— WHAT IS REQUIRED —
Render everything from the start of the material down to the line containing "<point>96,78</point>" as a numbered list, skipping blank lines and leaving out the pictures.

[Image point annotation entries]
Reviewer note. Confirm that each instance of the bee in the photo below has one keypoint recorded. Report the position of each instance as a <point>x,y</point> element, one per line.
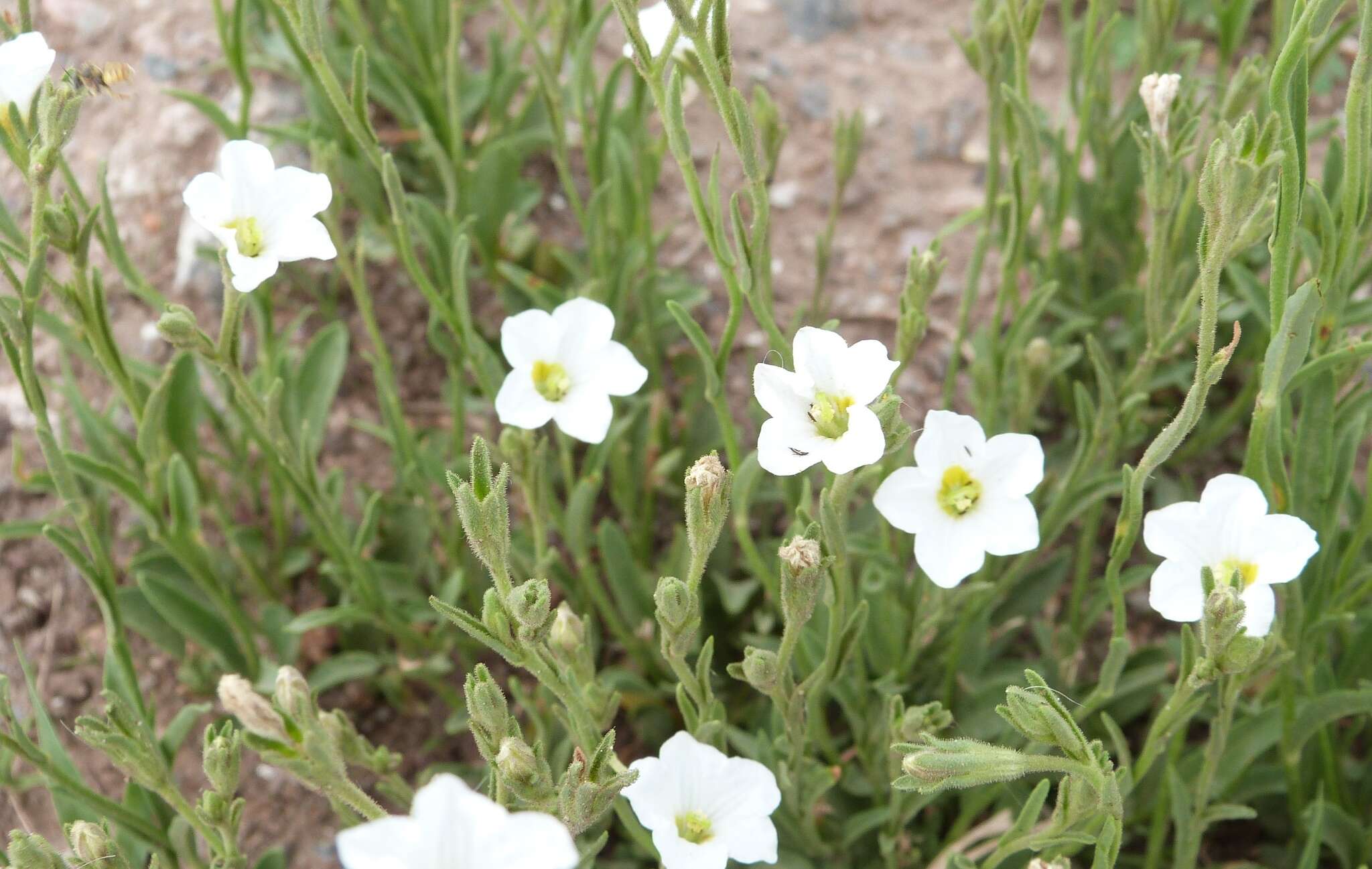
<point>96,78</point>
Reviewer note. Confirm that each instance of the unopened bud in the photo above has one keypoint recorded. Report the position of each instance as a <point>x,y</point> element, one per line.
<point>568,633</point>
<point>294,695</point>
<point>253,710</point>
<point>802,578</point>
<point>920,721</point>
<point>1158,91</point>
<point>517,760</point>
<point>90,842</point>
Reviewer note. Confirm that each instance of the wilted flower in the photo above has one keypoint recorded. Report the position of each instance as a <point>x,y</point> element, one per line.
<point>453,827</point>
<point>23,64</point>
<point>965,497</point>
<point>565,367</point>
<point>704,807</point>
<point>264,216</point>
<point>819,412</point>
<point>1158,91</point>
<point>1230,531</point>
<point>656,23</point>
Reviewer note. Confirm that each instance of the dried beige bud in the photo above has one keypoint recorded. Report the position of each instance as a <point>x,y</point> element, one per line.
<point>253,710</point>
<point>1158,91</point>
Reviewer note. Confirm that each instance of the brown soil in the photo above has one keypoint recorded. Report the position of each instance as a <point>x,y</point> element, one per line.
<point>922,166</point>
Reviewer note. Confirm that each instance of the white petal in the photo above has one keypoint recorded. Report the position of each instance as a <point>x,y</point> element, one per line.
<point>861,445</point>
<point>1280,545</point>
<point>1176,592</point>
<point>585,413</point>
<point>782,393</point>
<point>906,498</point>
<point>1234,494</point>
<point>947,440</point>
<point>788,446</point>
<point>653,797</point>
<point>526,840</point>
<point>586,327</point>
<point>529,337</point>
<point>822,357</point>
<point>302,192</point>
<point>868,370</point>
<point>246,163</point>
<point>1260,608</point>
<point>23,64</point>
<point>1008,526</point>
<point>1012,463</point>
<point>752,839</point>
<point>302,239</point>
<point>1180,531</point>
<point>209,201</point>
<point>679,854</point>
<point>249,272</point>
<point>519,404</point>
<point>619,373</point>
<point>949,553</point>
<point>387,844</point>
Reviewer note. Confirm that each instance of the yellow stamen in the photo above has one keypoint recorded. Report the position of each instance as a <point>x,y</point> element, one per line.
<point>958,492</point>
<point>829,413</point>
<point>693,827</point>
<point>247,235</point>
<point>551,381</point>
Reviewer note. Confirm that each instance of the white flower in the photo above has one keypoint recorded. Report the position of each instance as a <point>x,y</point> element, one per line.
<point>565,370</point>
<point>453,827</point>
<point>23,64</point>
<point>656,23</point>
<point>965,497</point>
<point>264,216</point>
<point>704,807</point>
<point>1227,530</point>
<point>1158,91</point>
<point>819,412</point>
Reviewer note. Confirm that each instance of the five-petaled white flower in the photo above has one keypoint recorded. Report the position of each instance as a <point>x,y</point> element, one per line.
<point>1230,531</point>
<point>565,370</point>
<point>23,64</point>
<point>705,807</point>
<point>453,827</point>
<point>264,216</point>
<point>965,497</point>
<point>656,23</point>
<point>819,412</point>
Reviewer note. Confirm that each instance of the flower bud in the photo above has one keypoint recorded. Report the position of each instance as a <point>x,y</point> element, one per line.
<point>568,633</point>
<point>760,669</point>
<point>293,695</point>
<point>708,486</point>
<point>961,764</point>
<point>90,842</point>
<point>531,607</point>
<point>802,580</point>
<point>253,710</point>
<point>920,721</point>
<point>1158,92</point>
<point>1039,353</point>
<point>178,326</point>
<point>517,760</point>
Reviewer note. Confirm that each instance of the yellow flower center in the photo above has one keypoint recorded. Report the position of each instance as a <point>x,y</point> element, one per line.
<point>693,827</point>
<point>958,492</point>
<point>829,413</point>
<point>551,381</point>
<point>247,234</point>
<point>1247,572</point>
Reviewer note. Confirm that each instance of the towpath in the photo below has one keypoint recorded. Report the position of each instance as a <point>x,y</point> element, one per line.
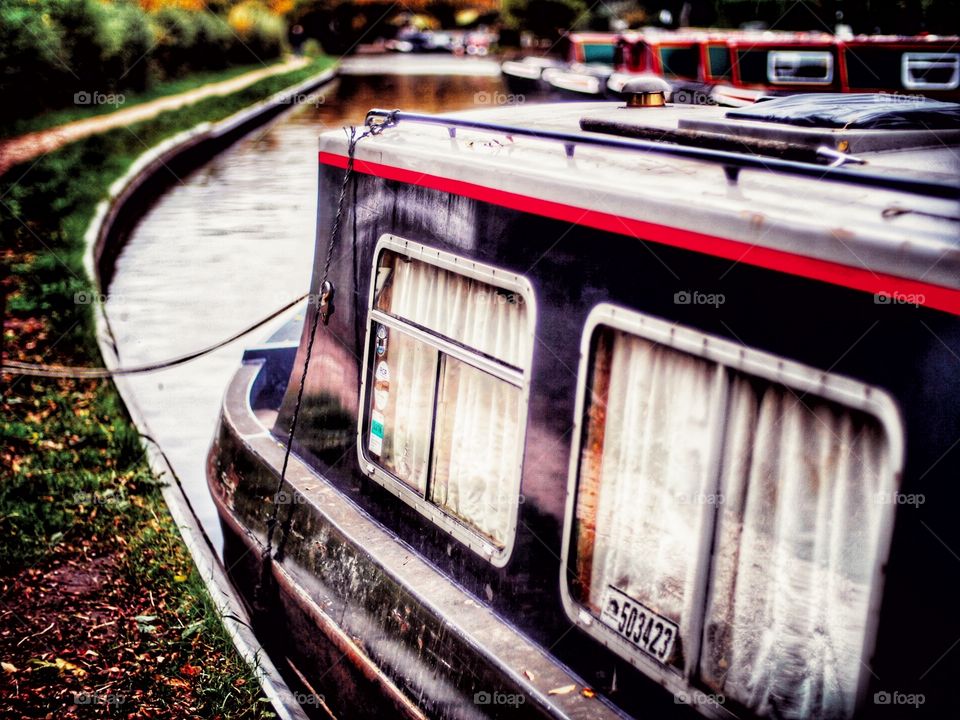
<point>16,150</point>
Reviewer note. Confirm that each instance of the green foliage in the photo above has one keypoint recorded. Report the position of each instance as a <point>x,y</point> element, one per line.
<point>61,440</point>
<point>546,18</point>
<point>51,50</point>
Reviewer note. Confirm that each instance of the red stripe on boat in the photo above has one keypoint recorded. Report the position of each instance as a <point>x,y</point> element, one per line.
<point>863,279</point>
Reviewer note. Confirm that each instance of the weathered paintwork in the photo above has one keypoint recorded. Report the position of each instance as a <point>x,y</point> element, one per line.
<point>439,621</point>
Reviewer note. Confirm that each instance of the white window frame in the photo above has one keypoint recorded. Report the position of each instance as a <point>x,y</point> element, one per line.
<point>929,57</point>
<point>520,378</point>
<point>773,55</point>
<point>755,363</point>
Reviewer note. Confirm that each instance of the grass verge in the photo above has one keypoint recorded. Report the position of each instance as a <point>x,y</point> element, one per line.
<point>101,611</point>
<point>159,90</point>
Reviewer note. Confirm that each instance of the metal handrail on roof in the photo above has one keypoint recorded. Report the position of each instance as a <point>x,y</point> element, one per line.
<point>731,162</point>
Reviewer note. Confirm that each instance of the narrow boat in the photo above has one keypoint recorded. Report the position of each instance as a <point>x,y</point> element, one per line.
<point>606,411</point>
<point>590,59</point>
<point>737,68</point>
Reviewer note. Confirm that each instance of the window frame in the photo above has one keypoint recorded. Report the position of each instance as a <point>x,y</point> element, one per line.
<point>726,354</point>
<point>774,53</point>
<point>908,58</point>
<point>519,378</point>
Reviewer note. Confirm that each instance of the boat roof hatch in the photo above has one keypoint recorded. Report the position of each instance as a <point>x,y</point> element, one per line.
<point>806,128</point>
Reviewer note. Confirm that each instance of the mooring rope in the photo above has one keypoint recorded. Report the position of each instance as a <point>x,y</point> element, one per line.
<point>322,311</point>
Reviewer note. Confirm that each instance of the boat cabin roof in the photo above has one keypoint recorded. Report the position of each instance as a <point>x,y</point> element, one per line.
<point>808,217</point>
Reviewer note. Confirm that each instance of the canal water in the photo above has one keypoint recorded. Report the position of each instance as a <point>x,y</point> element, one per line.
<point>233,241</point>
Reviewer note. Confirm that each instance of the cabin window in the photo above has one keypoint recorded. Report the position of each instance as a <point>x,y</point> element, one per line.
<point>680,61</point>
<point>727,521</point>
<point>800,67</point>
<point>448,351</point>
<point>931,71</point>
<point>602,53</point>
<point>719,58</point>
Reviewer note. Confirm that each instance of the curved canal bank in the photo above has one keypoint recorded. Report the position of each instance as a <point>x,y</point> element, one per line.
<point>223,245</point>
<point>152,174</point>
<point>233,241</point>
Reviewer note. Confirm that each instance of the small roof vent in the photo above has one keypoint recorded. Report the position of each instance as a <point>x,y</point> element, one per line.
<point>649,91</point>
<point>854,112</point>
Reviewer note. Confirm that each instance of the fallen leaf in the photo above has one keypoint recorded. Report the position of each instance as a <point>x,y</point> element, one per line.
<point>69,667</point>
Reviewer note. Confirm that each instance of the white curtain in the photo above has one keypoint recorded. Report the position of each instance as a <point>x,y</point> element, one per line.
<point>795,550</point>
<point>478,424</point>
<point>476,446</point>
<point>652,477</point>
<point>408,410</point>
<point>471,312</point>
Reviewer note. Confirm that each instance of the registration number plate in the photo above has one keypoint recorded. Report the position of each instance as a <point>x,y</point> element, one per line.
<point>639,625</point>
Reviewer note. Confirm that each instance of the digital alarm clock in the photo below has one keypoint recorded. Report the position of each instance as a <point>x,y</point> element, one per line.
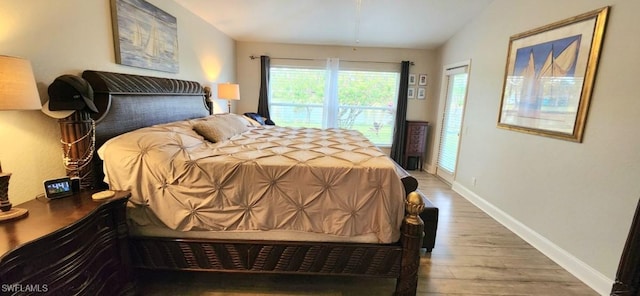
<point>57,188</point>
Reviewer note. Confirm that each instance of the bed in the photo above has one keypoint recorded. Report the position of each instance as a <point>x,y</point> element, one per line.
<point>254,237</point>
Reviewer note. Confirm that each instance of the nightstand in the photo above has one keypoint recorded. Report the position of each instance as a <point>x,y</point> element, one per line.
<point>68,246</point>
<point>415,142</point>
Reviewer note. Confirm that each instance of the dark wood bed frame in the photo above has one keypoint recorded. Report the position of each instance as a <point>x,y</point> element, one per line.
<point>127,102</point>
<point>628,275</point>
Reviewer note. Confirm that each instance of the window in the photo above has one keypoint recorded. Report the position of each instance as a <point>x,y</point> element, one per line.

— SOLVED EXERCISE —
1. Reviewer note. Confirm that each instance of the bee in the photo below has one keypoint recorded. Report the position of each instance as a <point>x,y</point> element, one per line.
2. <point>96,78</point>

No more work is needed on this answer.